> _Passage présenté_:
▬▬▬

Camille Dalmas - publié le 19/04/23

Peu connue, la petite "cathédrale impériale" Saint-Barthélemy de Francfort offre, encore aujourd’hui, un témoignage unique de l’histoire du christianisme en terre allemande. Retour en huit étapes sur plus de 1000 ans pendant lesquels se sont bâtis, au gré de la construction, mais aussi de destructions et de rénovations de l’édifice, des rapports complexes entre le monde politique et l’Église.

Dans la skyline de Francfort, capitale européenne de la finance parfois surnommée “Mainhattan”, le clocher du “Kaiserdom” Saint-Barthélemy et ses 94,80 mètres de haut est un nain au milieu des buildings. L’église est posée au bord du Main, grand affluent du Rhin, à quelques mètres de l’ancien “gué des Francs” qui donne son nom au lieu. Autour d’elle, se trouve un petit quartier médiéval aux colombages trop impeccables pour être d’époque, où se dégustent les traditions culinaires locales : vin de pommes doré, fameuses saucisses de porc, pommes de terre à la sauce verte ou petits gâteaux à la pâte d’amande.

Contrairement à Cologne, les touristes sont peu nombreux à Francfort, et rares sont ceux à entrer dans la petite collégiale gothique en pierre rouge que tous les Allemands désignent abusivement comme “cathédrale”. Sa “Hallenkirche” gothique – “Église halle” typique d’Allemagne dans laquelle nef et vaisseaux latéraux sont de taille égale – a une dimension asymétrique étonnante, avec sa grande tour unique, ses portes rouges, ses chapelles latérales à côté du chœur. Le fruit d’une histoire étonnante, qui débute près de 1200 ans plus tôt.

▬▬▬

> _Lignes de données_:
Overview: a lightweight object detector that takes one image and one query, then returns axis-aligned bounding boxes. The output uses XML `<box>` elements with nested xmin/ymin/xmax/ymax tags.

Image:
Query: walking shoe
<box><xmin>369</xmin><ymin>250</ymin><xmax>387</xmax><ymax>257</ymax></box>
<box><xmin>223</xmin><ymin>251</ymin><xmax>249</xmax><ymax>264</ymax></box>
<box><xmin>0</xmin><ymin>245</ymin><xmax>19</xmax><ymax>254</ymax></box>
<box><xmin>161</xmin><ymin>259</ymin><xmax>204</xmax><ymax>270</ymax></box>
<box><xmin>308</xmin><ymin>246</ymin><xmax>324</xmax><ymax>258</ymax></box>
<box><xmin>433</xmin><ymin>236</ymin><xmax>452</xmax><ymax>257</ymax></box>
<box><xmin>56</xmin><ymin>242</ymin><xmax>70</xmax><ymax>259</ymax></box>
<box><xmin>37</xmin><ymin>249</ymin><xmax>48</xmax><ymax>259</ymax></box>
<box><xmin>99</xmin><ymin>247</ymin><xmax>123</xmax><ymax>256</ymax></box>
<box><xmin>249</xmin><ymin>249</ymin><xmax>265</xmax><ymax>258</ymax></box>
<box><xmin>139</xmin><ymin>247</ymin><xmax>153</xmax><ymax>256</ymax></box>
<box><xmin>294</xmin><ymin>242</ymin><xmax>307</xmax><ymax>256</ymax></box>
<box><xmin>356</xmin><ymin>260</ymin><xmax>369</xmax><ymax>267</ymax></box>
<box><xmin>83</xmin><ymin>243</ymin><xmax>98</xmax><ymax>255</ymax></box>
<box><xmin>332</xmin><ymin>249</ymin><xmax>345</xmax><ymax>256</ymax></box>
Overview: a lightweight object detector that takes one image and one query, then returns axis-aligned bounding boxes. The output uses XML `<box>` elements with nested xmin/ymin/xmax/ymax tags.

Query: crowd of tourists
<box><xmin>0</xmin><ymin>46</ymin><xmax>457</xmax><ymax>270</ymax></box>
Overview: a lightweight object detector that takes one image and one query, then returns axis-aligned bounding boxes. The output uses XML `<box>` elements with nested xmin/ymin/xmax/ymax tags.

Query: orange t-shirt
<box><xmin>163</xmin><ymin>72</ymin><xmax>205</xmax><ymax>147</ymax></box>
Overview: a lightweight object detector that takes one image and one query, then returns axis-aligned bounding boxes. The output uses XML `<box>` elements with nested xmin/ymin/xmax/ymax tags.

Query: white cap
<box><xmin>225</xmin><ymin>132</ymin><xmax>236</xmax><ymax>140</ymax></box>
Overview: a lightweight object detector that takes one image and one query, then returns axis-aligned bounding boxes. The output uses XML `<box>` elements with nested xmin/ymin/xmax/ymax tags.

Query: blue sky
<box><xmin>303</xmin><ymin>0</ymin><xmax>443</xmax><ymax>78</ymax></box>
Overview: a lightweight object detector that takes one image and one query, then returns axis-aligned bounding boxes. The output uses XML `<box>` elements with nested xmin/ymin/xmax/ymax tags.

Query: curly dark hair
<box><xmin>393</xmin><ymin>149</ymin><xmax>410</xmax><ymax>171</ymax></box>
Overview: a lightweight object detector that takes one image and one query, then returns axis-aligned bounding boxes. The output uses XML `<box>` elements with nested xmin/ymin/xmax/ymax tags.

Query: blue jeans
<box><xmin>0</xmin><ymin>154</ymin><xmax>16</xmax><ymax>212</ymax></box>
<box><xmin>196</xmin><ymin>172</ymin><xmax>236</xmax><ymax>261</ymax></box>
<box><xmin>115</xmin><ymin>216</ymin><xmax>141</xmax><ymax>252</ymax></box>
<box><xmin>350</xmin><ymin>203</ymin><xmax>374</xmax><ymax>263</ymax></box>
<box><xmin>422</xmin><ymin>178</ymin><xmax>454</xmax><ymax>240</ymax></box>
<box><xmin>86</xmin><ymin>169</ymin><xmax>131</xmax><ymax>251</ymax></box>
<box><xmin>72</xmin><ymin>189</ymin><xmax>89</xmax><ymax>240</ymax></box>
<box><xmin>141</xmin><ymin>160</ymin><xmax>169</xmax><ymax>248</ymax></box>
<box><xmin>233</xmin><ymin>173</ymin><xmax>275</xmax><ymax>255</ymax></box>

▬▬▬

> _Tâche demandée A_:
Extrayez tel quel du passage présenté le fragment qui commence par les mots "Dans la skyline" et s'achève sur "la pâte d’amande.".
> _Tâche demandée B_:
Répondez brièvement aux questions suivantes d'après le passage présenté.
(i) Quelle est la hauteur du clocher de Saint-Barthélemy ?
(ii) De quel fleuve le Main est-il un affluent ?
(iii) En quelle pierre est construite la collégiale ?

> _Solution A_:
Dans la skyline de Francfort, capitale européenne de la finance parfois surnommée “Mainhattan”, le clocher du “Kaiserdom” Saint-Barthélemy et ses 94,80 mètres de haut est un nain au milieu des buildings. L’église est posée au bord du Main, grand affluent du Rhin, à quelques mètres de l’ancien “gué des Francs” qui donne son nom au lieu. Autour d’elle, se trouve un petit quartier médiéval aux colombages trop impeccables pour être d’époque, où se dégustent les traditions culinaires locales : vin de pommes doré, fameuses saucisses de porc, pommes de terre à la sauce verte ou petits gâteaux à la pâte d’amande.

> _Solution B_:
(i) 94,80 mètres.
(ii) Du Rhin.
(iii) En pierre rouge.